====== Records shown ======

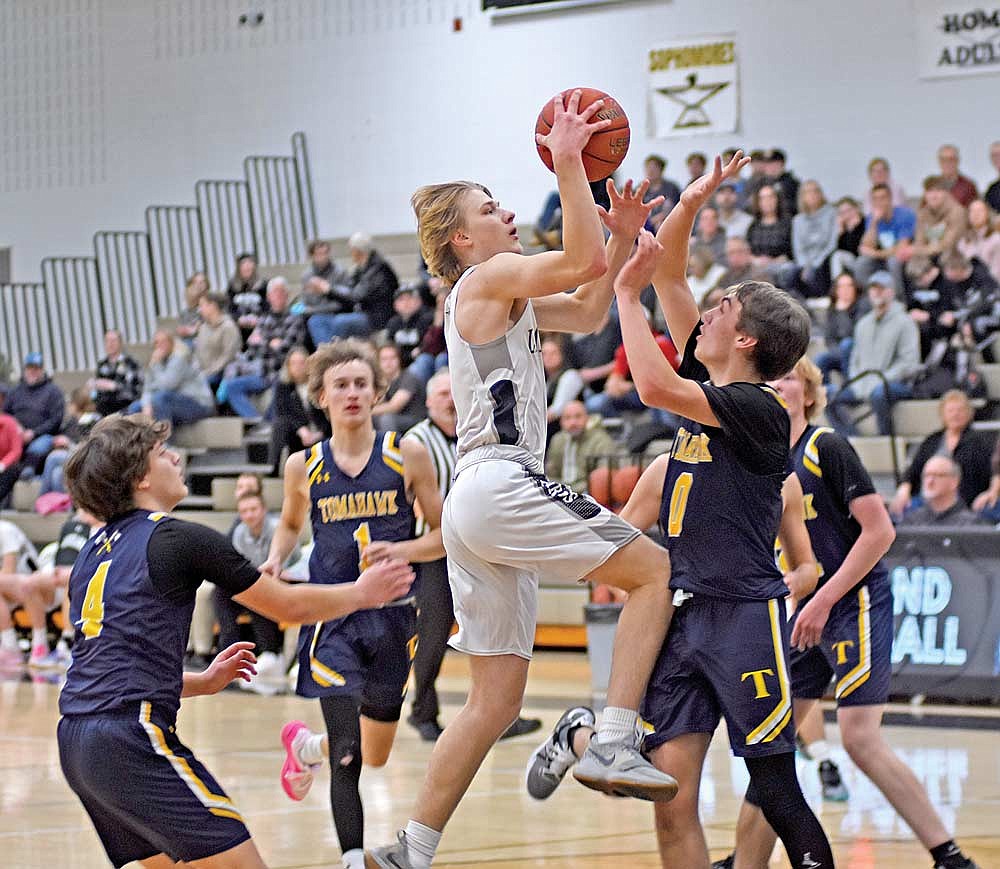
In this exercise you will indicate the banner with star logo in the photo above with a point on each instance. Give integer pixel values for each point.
(693, 87)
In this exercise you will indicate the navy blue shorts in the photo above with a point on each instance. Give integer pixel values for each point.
(724, 659)
(856, 649)
(145, 792)
(366, 655)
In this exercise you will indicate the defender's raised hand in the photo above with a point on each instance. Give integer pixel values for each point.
(628, 212)
(698, 192)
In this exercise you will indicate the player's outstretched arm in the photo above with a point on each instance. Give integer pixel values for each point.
(796, 547)
(513, 276)
(421, 483)
(655, 380)
(670, 276)
(307, 603)
(294, 510)
(643, 507)
(583, 310)
(877, 534)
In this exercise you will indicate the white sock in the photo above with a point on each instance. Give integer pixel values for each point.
(820, 750)
(617, 725)
(422, 844)
(354, 859)
(309, 748)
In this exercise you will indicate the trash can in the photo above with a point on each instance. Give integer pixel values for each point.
(602, 621)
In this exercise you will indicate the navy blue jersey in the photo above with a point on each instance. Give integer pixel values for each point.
(721, 504)
(131, 596)
(348, 512)
(832, 476)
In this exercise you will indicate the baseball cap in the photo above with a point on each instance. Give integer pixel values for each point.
(882, 279)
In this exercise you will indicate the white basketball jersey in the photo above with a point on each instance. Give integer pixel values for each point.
(499, 391)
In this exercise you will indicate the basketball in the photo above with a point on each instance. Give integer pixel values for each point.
(605, 150)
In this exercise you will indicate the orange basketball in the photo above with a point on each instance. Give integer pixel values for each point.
(605, 150)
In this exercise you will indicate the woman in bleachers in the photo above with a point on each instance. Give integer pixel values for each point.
(847, 304)
(297, 424)
(982, 239)
(770, 234)
(969, 448)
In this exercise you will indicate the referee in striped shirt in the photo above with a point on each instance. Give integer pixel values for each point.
(436, 610)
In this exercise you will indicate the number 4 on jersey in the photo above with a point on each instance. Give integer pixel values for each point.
(92, 612)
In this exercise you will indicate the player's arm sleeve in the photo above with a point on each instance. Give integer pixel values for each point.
(843, 472)
(691, 368)
(755, 423)
(182, 555)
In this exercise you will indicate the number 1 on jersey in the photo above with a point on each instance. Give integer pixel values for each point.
(363, 537)
(92, 611)
(678, 503)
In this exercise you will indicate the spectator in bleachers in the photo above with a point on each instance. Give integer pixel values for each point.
(940, 483)
(709, 233)
(373, 281)
(80, 419)
(174, 388)
(118, 380)
(992, 195)
(847, 306)
(278, 331)
(886, 340)
(620, 394)
(703, 271)
(579, 441)
(784, 182)
(406, 327)
(962, 189)
(770, 234)
(17, 558)
(252, 539)
(741, 263)
(563, 383)
(190, 318)
(851, 229)
(969, 448)
(38, 406)
(982, 239)
(879, 174)
(402, 406)
(11, 448)
(696, 163)
(296, 423)
(814, 239)
(247, 294)
(941, 221)
(890, 229)
(433, 351)
(988, 503)
(218, 341)
(326, 300)
(732, 219)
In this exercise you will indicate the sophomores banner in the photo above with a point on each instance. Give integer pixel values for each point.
(693, 86)
(956, 38)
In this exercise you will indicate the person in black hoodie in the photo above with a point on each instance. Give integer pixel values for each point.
(38, 406)
(297, 423)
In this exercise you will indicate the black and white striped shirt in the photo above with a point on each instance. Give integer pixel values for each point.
(443, 451)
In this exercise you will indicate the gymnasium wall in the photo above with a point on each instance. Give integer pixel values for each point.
(110, 105)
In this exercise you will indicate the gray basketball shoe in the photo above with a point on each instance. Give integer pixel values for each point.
(619, 769)
(551, 760)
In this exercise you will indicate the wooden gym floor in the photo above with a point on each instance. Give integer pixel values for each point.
(497, 826)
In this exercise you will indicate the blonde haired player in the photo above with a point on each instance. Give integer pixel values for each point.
(504, 523)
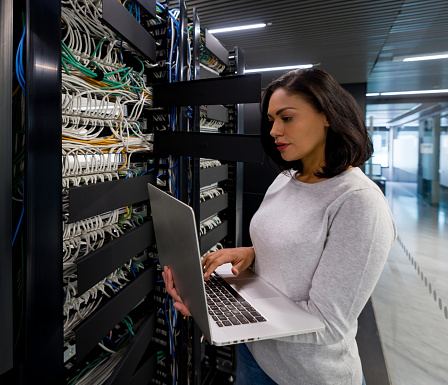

======

#### [Exercise aim]
Extract every line of the records above word for word, leaving out the pictures.

#### [Correct output]
In this exercise you will indicate the banner with star logo in the photo above with a point on each instance. Give integer pixel values for each point.
(693, 87)
In this exercise you will indicate the navy blue shorts in the photo above with a point on each instance. Give integer pixel values for each point.
(724, 659)
(856, 649)
(145, 792)
(366, 655)
In this exercise you will indicate the defender's raised hand in the photo above with a point on each instance. Give integer pixel values for each point.
(628, 212)
(698, 192)
In this exercise you will indicate the player's outstretched arm in the photo above with a point on each instance. Give integer pixel values for each point.
(796, 547)
(513, 276)
(421, 483)
(655, 380)
(670, 276)
(307, 603)
(294, 510)
(643, 507)
(583, 310)
(877, 534)
In this exercise you will indicate the white sock in the photo above with a point on each instance. Give integer pixel values for each point.
(820, 750)
(617, 725)
(422, 844)
(354, 859)
(309, 748)
In this exercise you will indicate the trash can in the photo above with a point on each instance. Give integer pixel values for each point.
(602, 621)
In this exercise you will indicate the navy blue jersey in the photo above with a point on each instance. Give integer pixel values for each point.
(721, 504)
(131, 596)
(348, 512)
(832, 476)
In this exercise you will indicate the baseball cap in the photo above with a point on each instance. Give integer pixel values for each point.
(882, 279)
In this exercise you will indicate the white basketball jersey in the photo above with a point on each instance. Give integer pixel values for each point.
(499, 391)
In this exercise you will indicate the basketball in the photo above with a point on each instance. Give integer pixel values for each point.
(605, 150)
In this exercise you will indicate the orange basketball in the photo above with a point on each instance. Give integer pixel values for each point.
(605, 150)
In this exercise you will indicate the woman in bleachers in the photo above with a point on each instance. Give integer pixel values for each point.
(847, 304)
(297, 424)
(982, 239)
(770, 234)
(969, 448)
In this exercise you will indicate the referee in striped shirt in the photo above with a point on each instance. Give integer pixel values for each point.
(436, 610)
In this exercise you will indicate the number 4 on jersey in the photo above with a point on each instance. Give integer pixel values for each point.
(92, 612)
In this exercise you will indicate the player's arm sleeve in the photo above with a point on each instance. Give integer pixel values for each point.
(843, 472)
(691, 368)
(755, 423)
(182, 555)
In this exercise you will indicate the number 1 on jersey in the photo above with a point on each instance. Give integer pixel values for each point.
(363, 537)
(92, 611)
(678, 503)
In this exercise you will indicate the spectator in bleachers in the photo above with a point on each instance. Give integer pixel values for each point.
(940, 483)
(709, 233)
(373, 281)
(80, 419)
(174, 388)
(118, 380)
(992, 195)
(847, 306)
(278, 331)
(886, 340)
(620, 394)
(703, 271)
(579, 441)
(784, 182)
(406, 327)
(962, 189)
(770, 234)
(17, 558)
(252, 539)
(741, 263)
(563, 383)
(190, 318)
(851, 229)
(969, 448)
(38, 406)
(982, 239)
(879, 174)
(402, 406)
(11, 448)
(696, 163)
(296, 423)
(814, 239)
(247, 294)
(941, 221)
(890, 229)
(433, 351)
(988, 503)
(218, 341)
(326, 300)
(732, 219)
In this exercise you will indicate the sophomores banner in the photo above with a point on each instance. Give integer pixel values for each point.
(693, 86)
(956, 38)
In this exercise you will indicate the person in black hoodie in the photo above with a point on each instance. Give integer pixel values for each point.
(38, 406)
(297, 423)
In this exercise you will indicate the black and white striped shirt in the photo above with a point on each instance. Give integer pixel values for each point.
(443, 451)
In this exercise you will indicate the gymnasium wall in the photo above with a point on each instance. Give integer pixel values for each point.
(110, 105)
In this exercise you will indicate the gray basketball shoe in the photo above with a point on each instance. Give integer pixel values for each point.
(619, 769)
(551, 760)
In this exercise you will indicate the wooden gym floor in the photo above with a point on each instance. Give integer pixel values for each point.
(497, 826)
In this exercise you will indicate the blonde haired player in the photo above with a point on each instance. Give integer pixel values for each point.
(504, 523)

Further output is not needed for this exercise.